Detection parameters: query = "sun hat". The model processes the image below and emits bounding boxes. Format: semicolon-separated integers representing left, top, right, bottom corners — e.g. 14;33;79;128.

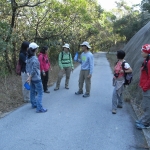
29;42;39;49
141;44;150;54
63;43;70;49
24;82;30;90
80;41;91;48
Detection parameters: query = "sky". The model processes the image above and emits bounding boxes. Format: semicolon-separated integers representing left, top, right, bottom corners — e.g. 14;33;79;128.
97;0;142;10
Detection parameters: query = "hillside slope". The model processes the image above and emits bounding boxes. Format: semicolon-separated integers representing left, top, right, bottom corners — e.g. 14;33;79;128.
123;22;150;82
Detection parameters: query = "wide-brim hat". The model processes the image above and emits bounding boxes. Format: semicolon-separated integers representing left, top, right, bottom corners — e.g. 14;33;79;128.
63;43;70;49
29;42;39;49
141;44;150;54
80;41;91;48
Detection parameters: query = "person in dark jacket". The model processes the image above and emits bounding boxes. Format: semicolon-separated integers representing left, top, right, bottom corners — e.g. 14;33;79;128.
26;42;47;113
136;44;150;129
19;41;30;103
38;46;51;93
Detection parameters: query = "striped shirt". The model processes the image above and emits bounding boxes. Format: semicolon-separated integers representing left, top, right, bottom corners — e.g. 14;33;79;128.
58;51;74;69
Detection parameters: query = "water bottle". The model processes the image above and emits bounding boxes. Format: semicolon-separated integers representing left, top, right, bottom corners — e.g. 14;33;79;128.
74;52;78;61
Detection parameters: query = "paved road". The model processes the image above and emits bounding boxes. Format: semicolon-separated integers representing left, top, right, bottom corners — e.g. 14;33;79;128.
0;53;146;150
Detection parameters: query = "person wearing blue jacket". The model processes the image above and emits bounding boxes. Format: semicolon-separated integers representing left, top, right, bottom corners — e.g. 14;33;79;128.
75;41;94;97
19;41;30;103
26;42;47;113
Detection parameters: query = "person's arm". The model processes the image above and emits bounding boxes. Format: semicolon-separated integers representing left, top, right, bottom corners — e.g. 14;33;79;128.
119;63;132;73
38;55;45;73
19;53;27;63
26;61;37;83
88;55;94;77
69;53;74;69
58;52;63;69
142;61;150;92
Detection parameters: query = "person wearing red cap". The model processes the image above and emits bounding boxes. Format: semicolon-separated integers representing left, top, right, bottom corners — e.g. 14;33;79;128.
136;44;150;129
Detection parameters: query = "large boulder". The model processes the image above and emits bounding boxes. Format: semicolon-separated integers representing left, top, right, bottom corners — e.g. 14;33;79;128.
123;22;150;82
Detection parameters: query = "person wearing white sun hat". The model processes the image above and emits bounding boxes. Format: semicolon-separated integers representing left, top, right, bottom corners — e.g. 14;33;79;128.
26;42;47;113
75;41;94;97
54;43;74;91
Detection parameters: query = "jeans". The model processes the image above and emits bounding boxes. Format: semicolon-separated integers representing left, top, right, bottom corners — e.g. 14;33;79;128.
79;70;91;94
41;71;48;92
21;72;30;102
112;88;123;110
30;80;43;110
56;67;71;88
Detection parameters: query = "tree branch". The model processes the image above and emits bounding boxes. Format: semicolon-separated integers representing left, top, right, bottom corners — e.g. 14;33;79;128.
18;0;46;8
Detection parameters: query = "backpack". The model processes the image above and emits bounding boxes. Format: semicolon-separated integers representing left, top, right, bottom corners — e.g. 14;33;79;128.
122;61;133;85
16;60;21;76
61;52;70;60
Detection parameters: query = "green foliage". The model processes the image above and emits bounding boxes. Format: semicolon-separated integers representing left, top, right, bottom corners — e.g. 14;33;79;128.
0;0;145;74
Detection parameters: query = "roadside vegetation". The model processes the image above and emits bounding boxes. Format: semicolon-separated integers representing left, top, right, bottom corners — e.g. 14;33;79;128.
0;0;150;114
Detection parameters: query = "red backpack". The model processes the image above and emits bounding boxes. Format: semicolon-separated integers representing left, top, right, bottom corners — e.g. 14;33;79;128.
16;60;21;76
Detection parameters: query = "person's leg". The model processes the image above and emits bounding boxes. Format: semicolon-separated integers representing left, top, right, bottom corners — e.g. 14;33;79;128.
85;70;91;95
43;71;50;93
21;72;30;102
41;72;46;91
117;93;123;108
140;90;150;126
54;69;64;90
75;70;84;95
112;88;118;113
65;67;71;89
30;81;37;108
79;70;84;92
35;82;47;112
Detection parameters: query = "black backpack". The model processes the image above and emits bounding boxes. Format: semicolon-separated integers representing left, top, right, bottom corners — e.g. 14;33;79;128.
122;61;133;85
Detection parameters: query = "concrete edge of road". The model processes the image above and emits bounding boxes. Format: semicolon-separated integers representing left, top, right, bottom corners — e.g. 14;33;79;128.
131;104;150;150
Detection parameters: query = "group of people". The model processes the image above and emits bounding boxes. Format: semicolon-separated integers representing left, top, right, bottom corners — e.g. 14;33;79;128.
19;41;94;113
19;41;150;129
112;44;150;129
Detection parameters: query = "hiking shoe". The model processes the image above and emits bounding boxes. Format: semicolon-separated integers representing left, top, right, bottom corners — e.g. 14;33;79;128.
135;120;141;124
44;90;50;93
112;109;117;114
136;123;150;130
32;106;37;109
83;93;90;97
75;91;83;95
117;105;122;108
36;108;47;113
54;87;59;91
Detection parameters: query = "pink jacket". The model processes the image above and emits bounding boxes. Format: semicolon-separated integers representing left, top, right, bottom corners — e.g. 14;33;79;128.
38;53;51;72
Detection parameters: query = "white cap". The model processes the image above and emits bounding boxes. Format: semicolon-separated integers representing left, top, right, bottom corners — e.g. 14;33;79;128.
63;43;70;49
29;42;39;49
80;41;91;48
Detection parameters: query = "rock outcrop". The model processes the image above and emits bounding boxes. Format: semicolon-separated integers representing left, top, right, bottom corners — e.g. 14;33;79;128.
123;22;150;82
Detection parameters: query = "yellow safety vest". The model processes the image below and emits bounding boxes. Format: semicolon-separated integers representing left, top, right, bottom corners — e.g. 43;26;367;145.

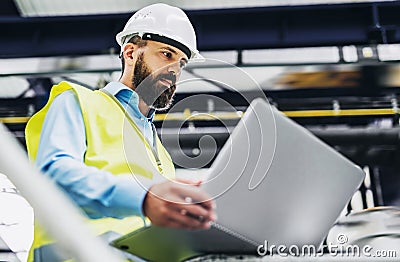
25;82;175;261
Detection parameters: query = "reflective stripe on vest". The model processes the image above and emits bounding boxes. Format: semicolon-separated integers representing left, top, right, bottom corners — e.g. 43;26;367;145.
25;82;175;259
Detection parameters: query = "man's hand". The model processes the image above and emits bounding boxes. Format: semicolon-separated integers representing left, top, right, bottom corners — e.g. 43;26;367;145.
143;180;217;230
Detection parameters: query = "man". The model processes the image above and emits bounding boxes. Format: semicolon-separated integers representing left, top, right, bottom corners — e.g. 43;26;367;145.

-*-*-

## AIM OF THE EXERCISE
Extract every line of the material above word for word, leaving out the pictures.

## WORKED SOLUTION
Detection parameters: query = "sun hat". The model processes the image below and emits bounding boxes. Format: semicolon-separated integers representing left, top, right, bottom corners — e.g. 14;33;79;128.

29;42;39;49
141;44;150;54
63;43;70;49
24;82;30;90
80;41;91;48
Detection parameters: query = "sky". The model processes the image above and emits bounding boxes. Format: semicolon-separated integers representing left, top, right, bottom corners — e.g. 14;33;79;128.
97;0;142;10
Detection parameters: query = "hillside slope". The model processes the image above and emits bounding boxes. Format: semicolon-separated integers representing left, top, right, bottom corners — e.g. 14;33;79;128.
123;22;150;82
Detection parameters: query = "wide-brim hat". The model processes the image above and emits bounding boxes. Format: semicolon-separated integers representing left, top, right, bottom corners — e.g. 14;33;79;128.
63;43;70;49
29;42;39;49
141;44;150;54
80;41;91;48
Detection parameters: query = "person in dark jacket". The model processes the image above and emits bounding boxes. Format: semicolon-separated integers representing left, top, right, bottom corners — e.g. 14;33;79;128.
26;42;47;113
136;44;150;129
19;41;30;103
38;46;51;93
Detection parameters: query = "striped shirt". The model processes the image above and emits bounding boxes. Format: semicolon-separated integers representing left, top, right, bottom corners — e.g. 14;33;79;128.
58;51;74;69
Detection parameters: query = "water bottle". The model processes the image above and emits bounding boxes. Format: semicolon-separated integers representing left, top, right, bottom corners — e.g. 14;33;79;128.
74;52;78;61
Detection parameters: query = "paved road". The model processes the image above and emits bounding boxes. Format: semicolon-separated integers representing left, top, right, bottom corners — e.g. 14;33;79;128.
0;53;146;150
Detection parameters: query = "person wearing blue jacket". The model processes the image above and emits bounding boxes. Format: semicolon-separated integers representing left, top, right, bottom corners — e.g. 14;33;79;128.
75;41;94;97
19;41;30;103
26;42;47;113
Detection parameters: query = "person's arm". The model processes the image above and emits bounding boxes. Format: semicolon-separated integers representing left, top, right, bottom corners — e.g. 14;33;79;128.
119;63;132;73
38;55;45;73
19;53;27;63
26;61;37;83
88;55;94;77
69;53;74;69
58;52;63;69
142;61;150;92
Detection parameters: query = "person wearing red cap". The model processes the image above and emits bounding boxes. Format: semicolon-separated integers representing left, top, right, bottom corners — e.g. 14;33;79;128.
136;44;150;129
Detection parameters: query = "large boulder". The model processes the image above and emits bounding boxes. Format: semicolon-separated integers representing left, top, right, bottom corners — e.g. 14;33;79;128.
123;22;150;82
Detection parameters: query = "person wearing white sun hat". The model processes the image above and emits bounding boxes. Format: semicolon-separated integers representing left, top, right, bottom corners — e.g. 14;33;79;128.
26;42;47;113
75;41;94;97
54;43;74;91
Detection parameters: query = "jeans". The model processes the image above and emits bounding boxes. Format: semicolon-separated integers representing left, top, right, bottom corners — e.g. 14;33;79;128.
79;70;91;94
41;71;48;92
21;72;30;102
112;88;123;110
30;80;43;110
56;67;71;88
Detection parameters: query = "tree branch". The model processes the image above and emits bounding boxes. Format: semicolon-separated integers representing left, top, right, bottom corners — e.g. 14;33;79;128.
18;0;46;8
Detection parameters: query = "backpack". The model processes the image above and emits bounding boxes. Format: semicolon-separated integers representing left, top, right, bottom corners — e.g. 14;33;79;128.
122;61;133;85
16;60;21;76
61;52;70;60
Detection parameters: query = "green foliage". The model processes the image above and emits bounding boxes. Format: semicolon-separated integers representing left, top, right, bottom corners — e.g. 14;33;79;128.
0;0;145;74
Detection parameters: query = "roadside vegetation". The model processes the image above and emits bounding boxes. Format: semicolon-separated integers representing left, top, right, bottom corners — e.g. 14;33;79;128.
0;0;150;114
Detection parameters: query = "red backpack". The model processes the image above and emits bounding boxes. Format: semicolon-separated integers representing left, top, right, bottom corners — e.g. 14;33;79;128.
16;60;21;76
Detection parameters: query = "person's leg". The model processes the image above and emits bounding boxes. Format: semicolon-separated integers representing left, top, right, bottom corners — e.g. 14;33;79;128.
85;70;91;95
43;71;50;93
21;72;30;102
41;72;46;91
117;93;123;108
140;90;150;126
54;69;64;90
75;70;84;95
112;88;118;113
65;67;71;89
30;81;37;108
79;70;84;92
35;82;47;112
Detection parameters: query = "black backpack". The model processes the image above and emits bounding boxes. Format: semicolon-separated integers representing left, top, right, bottom corners — e.g. 14;33;79;128.
122;61;133;85
Detection parameters: query = "concrete edge of road". The model processes the image above and emits bounding boxes. Format: semicolon-separated integers representing left, top, right, bottom corners — e.g. 14;33;79;128.
131;104;150;150
Detection parameters: query = "group of people". The model processes the image above and emits bounding boxes. Format: semicolon-separated integers representing left, top, right, bottom corners — e.g. 14;33;79;128.
19;41;94;113
19;41;150;129
112;44;150;129
Detection parameters: query = "hiking shoe". The model processes the image above and emits bounding boxes. Format: semicolon-separated integers representing left, top, right, bottom corners — e.g. 14;33;79;128.
135;120;141;124
44;90;50;93
112;109;117;114
136;123;150;130
32;106;37;109
83;93;90;97
75;91;83;95
117;105;122;108
36;108;47;113
54;87;59;91
Detection parameters: query = "pink jacket". The model processes the image above and emits bounding boxes. Format: semicolon-separated integers representing left, top, right, bottom corners — e.g. 14;33;79;128.
38;53;51;72
Detection parameters: query = "white cap". The model processes the image above and emits bounding boxes. Format: semicolon-separated integers representing left, top, right, bottom corners — e.g. 14;33;79;128.
63;43;70;49
29;42;39;49
80;41;91;48
Detection parameters: query = "rock outcrop". The model processes the image above and emits bounding boxes. Format: semicolon-separated integers representing left, top, right, bottom corners — e.g. 14;33;79;128.
123;22;150;82
Detection parameters: query = "yellow safety vest". The model processes the image below and emits bounding boxes. Format: semicolon-separated integers representing left, top, right, bottom corners — e.g. 43;26;367;145.

25;82;175;261
Detection parameters: query = "reflective stripe on vest". The model processes the image above and emits bounding boxes. Format: semicolon-separated integers representing left, top, right, bottom corners — e.g. 43;26;367;145.
25;82;175;259
Detection parameters: query = "man's hand". The model processes the image above and emits bounding boxes. Format: semicolon-separated integers representing left, top, right, bottom corners — e.g. 43;26;367;145.
143;180;217;230
Detection parameters: query = "man". The model processes the image above and emits bounding boxes. Format: semicolon-separated integers representing left, top, right, bottom corners — e.g. 43;26;367;145.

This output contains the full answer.